(Natural-language object grounding data)
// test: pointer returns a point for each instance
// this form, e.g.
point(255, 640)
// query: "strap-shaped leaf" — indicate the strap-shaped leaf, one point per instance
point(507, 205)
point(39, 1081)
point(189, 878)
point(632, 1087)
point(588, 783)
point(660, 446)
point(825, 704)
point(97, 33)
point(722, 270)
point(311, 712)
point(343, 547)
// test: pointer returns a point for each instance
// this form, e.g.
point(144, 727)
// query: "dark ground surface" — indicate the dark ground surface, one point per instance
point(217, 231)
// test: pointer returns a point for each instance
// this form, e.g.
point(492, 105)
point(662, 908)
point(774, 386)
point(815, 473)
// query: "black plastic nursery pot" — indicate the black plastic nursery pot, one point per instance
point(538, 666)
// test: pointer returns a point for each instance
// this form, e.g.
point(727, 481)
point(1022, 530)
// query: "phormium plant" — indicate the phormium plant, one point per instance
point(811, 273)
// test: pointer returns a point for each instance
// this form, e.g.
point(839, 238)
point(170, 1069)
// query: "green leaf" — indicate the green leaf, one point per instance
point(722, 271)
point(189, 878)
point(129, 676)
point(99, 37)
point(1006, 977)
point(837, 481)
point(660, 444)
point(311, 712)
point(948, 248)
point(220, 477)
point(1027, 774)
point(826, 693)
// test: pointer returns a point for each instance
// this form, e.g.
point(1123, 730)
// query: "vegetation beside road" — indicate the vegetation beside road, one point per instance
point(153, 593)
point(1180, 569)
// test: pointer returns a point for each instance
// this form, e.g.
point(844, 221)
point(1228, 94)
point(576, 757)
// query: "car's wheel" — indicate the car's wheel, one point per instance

§ Goal of the exercise
Return verbatim each line from the one that mentions "point(1228, 94)" to the end of the entries, inclusive.

§ Reply
point(1228, 94)
point(576, 757)
// query: "car's wheel" — indicate the car's wheel, one point per instance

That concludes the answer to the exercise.